# [TASK GOAL]
Collect every line in the entries below that contains the word "horse".

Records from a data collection
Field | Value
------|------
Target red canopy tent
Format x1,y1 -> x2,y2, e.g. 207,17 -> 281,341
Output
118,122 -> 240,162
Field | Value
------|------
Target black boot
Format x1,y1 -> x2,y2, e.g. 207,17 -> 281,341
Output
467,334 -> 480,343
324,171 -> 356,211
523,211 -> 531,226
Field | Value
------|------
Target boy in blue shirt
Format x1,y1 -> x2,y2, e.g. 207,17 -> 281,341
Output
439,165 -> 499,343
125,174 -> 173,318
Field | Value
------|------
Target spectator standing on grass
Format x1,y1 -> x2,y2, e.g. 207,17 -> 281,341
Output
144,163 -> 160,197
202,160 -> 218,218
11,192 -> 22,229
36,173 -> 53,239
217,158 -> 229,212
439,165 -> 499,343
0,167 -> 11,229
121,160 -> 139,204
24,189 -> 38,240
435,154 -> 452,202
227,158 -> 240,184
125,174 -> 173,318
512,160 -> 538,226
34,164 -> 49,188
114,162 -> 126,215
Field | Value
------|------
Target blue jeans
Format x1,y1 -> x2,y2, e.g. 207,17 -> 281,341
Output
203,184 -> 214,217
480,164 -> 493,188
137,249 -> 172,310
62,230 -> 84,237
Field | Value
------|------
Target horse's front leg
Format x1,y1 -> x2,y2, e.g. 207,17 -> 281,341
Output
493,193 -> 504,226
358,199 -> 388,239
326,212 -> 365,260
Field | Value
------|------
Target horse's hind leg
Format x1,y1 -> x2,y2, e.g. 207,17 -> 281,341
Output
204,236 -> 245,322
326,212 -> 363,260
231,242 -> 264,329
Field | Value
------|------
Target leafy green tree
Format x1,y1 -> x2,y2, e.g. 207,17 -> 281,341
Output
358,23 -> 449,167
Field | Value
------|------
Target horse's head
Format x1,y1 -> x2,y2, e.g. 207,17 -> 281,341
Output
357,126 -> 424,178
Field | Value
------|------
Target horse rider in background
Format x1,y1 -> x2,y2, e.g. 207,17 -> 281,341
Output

# [ANSWER IN FULL]
Target horse's front leg
Target horse's hind leg
Target horse's head
Target horse rider in background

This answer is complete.